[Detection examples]
***

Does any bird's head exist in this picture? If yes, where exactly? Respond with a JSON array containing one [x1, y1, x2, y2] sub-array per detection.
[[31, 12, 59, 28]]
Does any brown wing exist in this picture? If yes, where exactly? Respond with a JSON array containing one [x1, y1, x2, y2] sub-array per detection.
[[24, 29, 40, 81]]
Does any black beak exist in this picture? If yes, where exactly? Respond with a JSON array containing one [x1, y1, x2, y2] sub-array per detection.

***

WHAT IS REQUIRED: Reproduce word for word the records from the line with "Does any brown" through the end of the records.

PROBLEM SOLUTION:
Does any brown wing exist in this picture? If yes, where exactly? Respond with a JSON array containing one [x1, y1, x2, y2] sub-array per detection.
[[24, 29, 40, 81]]
Does any black beak exist in this picture? If yes, where exactly? Respond with a JSON array containing one [x1, y1, x2, y2] sub-array per detection.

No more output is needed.